### Dataset records
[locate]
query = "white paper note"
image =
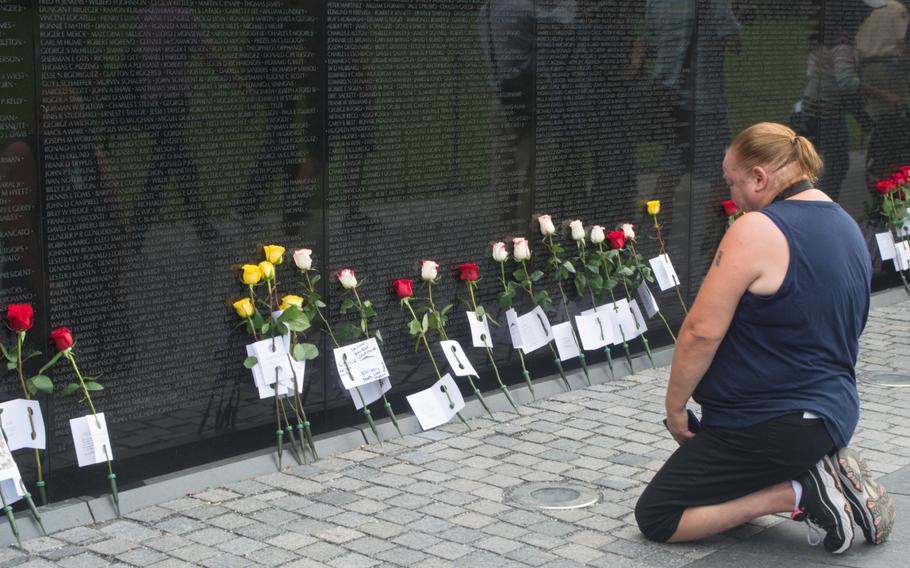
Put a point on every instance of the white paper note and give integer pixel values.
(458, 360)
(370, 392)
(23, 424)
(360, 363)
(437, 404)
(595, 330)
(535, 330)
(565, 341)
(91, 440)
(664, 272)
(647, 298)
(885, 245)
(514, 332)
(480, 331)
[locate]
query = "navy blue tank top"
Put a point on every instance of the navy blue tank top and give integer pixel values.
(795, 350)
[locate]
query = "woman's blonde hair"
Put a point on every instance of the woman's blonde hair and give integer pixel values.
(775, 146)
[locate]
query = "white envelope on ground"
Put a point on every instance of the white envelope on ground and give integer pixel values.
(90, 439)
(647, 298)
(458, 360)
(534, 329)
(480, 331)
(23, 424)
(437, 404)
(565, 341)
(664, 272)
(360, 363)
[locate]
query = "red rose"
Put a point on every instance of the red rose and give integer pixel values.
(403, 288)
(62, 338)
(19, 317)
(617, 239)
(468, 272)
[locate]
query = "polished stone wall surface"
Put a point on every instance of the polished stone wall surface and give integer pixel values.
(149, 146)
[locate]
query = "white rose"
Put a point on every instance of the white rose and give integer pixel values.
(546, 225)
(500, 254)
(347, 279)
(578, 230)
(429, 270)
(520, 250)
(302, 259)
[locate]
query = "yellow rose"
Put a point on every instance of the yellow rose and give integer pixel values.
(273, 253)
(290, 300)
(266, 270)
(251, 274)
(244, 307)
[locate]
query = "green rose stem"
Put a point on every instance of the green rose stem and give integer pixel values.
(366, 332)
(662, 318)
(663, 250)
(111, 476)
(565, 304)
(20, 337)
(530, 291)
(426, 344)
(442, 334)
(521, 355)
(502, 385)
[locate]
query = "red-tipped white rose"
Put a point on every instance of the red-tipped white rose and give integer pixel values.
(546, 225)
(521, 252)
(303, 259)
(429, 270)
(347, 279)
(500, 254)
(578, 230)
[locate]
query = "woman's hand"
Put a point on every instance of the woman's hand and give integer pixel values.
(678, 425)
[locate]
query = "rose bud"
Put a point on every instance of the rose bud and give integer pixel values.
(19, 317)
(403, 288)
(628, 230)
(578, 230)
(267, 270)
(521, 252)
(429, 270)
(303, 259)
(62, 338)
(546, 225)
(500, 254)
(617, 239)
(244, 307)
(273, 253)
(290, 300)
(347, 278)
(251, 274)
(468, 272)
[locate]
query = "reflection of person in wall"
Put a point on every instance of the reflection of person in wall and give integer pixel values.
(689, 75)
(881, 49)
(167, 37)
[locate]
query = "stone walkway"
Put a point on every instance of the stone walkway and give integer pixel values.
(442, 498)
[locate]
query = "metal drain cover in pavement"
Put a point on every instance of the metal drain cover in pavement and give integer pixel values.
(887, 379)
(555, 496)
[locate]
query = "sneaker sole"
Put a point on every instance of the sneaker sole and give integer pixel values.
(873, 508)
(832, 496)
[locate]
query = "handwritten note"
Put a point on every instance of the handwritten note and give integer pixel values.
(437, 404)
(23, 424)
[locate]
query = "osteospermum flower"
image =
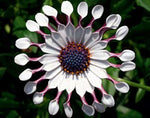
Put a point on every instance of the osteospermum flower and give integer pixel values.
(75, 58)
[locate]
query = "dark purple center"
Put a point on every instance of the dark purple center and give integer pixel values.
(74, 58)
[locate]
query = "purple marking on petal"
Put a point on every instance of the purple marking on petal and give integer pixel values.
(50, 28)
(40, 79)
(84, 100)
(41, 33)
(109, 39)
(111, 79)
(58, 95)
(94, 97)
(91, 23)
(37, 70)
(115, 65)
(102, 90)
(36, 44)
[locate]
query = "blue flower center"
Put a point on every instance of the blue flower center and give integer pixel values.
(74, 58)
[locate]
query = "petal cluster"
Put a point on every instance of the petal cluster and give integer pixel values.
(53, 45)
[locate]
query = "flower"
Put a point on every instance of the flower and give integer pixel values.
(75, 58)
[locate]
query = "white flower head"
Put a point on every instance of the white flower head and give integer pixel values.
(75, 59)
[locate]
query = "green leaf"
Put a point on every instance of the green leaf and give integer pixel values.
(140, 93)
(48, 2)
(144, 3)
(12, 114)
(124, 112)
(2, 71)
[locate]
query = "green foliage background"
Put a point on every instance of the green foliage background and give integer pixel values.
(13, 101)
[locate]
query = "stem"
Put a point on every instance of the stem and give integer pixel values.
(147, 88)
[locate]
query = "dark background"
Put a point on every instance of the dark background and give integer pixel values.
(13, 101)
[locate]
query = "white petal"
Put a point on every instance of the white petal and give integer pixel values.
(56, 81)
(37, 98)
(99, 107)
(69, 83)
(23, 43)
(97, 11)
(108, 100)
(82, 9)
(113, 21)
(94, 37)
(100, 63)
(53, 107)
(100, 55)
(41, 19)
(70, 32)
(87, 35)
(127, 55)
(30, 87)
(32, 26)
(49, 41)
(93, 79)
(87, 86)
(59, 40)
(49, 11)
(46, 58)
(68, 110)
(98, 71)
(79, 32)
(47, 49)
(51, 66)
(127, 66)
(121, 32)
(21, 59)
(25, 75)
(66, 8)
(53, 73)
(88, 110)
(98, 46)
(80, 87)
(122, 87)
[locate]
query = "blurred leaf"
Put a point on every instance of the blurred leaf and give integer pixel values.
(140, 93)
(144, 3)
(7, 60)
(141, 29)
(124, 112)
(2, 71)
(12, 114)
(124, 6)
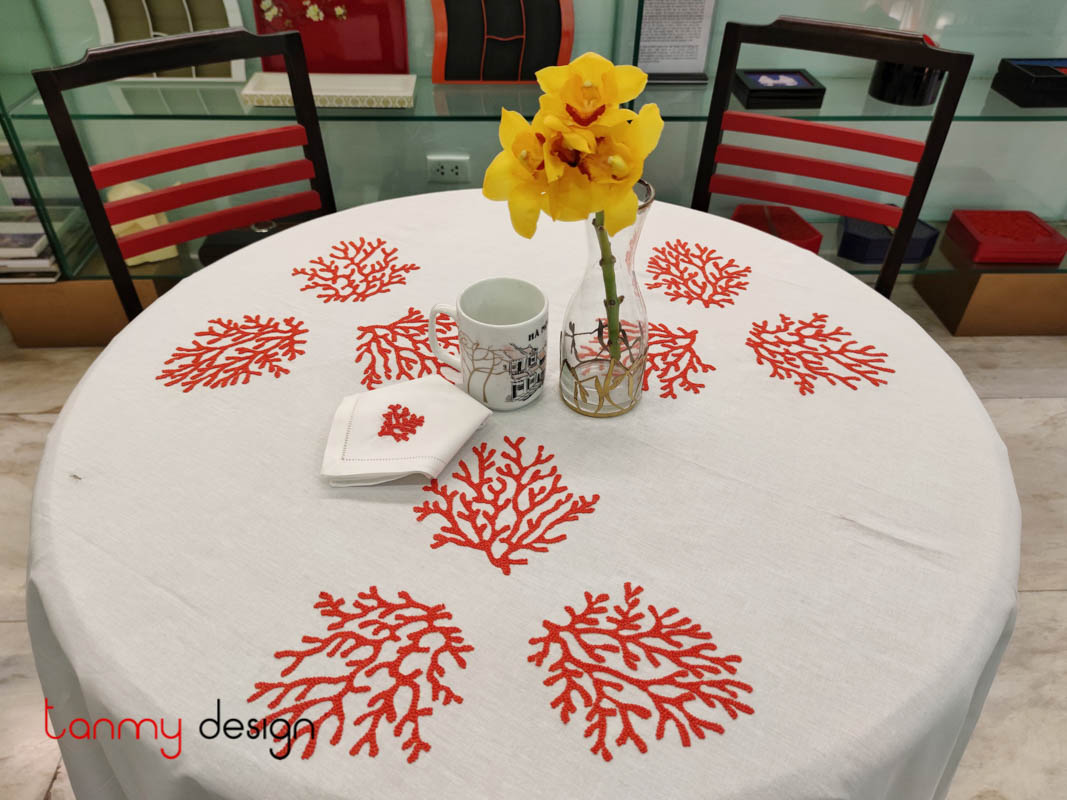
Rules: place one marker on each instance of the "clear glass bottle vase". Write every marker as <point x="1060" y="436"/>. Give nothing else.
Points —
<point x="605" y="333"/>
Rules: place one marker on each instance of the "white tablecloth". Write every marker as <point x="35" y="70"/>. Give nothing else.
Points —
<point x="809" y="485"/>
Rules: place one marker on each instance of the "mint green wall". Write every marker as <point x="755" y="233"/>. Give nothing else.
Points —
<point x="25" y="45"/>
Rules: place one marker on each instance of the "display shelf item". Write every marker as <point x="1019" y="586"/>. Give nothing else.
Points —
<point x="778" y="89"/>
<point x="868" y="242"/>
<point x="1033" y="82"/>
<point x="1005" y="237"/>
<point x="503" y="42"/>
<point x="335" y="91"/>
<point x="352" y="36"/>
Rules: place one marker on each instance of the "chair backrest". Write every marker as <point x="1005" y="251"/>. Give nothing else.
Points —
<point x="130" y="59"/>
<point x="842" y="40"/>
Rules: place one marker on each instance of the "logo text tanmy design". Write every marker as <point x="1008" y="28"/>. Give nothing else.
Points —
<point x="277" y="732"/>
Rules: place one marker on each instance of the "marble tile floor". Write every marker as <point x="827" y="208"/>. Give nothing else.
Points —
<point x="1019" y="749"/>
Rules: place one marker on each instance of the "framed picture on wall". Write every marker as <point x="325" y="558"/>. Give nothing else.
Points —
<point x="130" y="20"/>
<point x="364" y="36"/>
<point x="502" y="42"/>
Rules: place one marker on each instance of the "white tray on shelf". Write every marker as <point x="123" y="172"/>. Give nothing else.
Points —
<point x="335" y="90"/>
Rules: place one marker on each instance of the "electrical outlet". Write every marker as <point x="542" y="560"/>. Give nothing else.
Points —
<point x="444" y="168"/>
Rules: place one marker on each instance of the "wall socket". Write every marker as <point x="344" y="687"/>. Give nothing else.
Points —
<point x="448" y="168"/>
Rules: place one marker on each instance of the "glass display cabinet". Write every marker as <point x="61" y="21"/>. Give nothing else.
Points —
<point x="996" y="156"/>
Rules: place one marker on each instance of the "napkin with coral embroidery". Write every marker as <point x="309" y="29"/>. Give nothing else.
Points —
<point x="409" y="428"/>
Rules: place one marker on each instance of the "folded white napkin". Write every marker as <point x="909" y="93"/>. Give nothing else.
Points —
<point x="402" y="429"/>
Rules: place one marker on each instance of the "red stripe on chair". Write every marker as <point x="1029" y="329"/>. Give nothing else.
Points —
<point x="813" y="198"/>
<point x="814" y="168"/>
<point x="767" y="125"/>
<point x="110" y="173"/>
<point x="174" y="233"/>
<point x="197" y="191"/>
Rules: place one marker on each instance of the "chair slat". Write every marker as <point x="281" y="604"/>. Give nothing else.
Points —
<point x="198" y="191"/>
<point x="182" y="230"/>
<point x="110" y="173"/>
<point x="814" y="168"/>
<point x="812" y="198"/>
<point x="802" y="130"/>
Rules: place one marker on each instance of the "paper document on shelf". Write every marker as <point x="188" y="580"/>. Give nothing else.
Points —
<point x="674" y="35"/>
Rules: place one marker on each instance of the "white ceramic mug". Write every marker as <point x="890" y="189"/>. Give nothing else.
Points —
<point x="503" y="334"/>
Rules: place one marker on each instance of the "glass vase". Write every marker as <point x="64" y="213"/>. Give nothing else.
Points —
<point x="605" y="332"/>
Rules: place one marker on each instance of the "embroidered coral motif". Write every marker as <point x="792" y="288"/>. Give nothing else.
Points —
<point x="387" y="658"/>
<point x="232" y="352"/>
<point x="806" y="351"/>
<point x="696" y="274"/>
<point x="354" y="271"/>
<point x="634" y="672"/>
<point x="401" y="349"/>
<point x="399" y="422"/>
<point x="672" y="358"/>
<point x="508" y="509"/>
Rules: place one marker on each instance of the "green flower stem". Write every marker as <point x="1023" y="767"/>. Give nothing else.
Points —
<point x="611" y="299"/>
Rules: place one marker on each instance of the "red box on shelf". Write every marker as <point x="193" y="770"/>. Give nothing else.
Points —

### Task brief
Every line that holds the word "napkin" should be copied from the records above.

### Expected answer
Rules: place one marker on each instance of the "napkin with coral embroidery". Write every marker as <point x="309" y="29"/>. Give nothing else.
Rules: place one marker on each instance of the "folded white napkin". Write every marker as <point x="909" y="93"/>. Give nothing else.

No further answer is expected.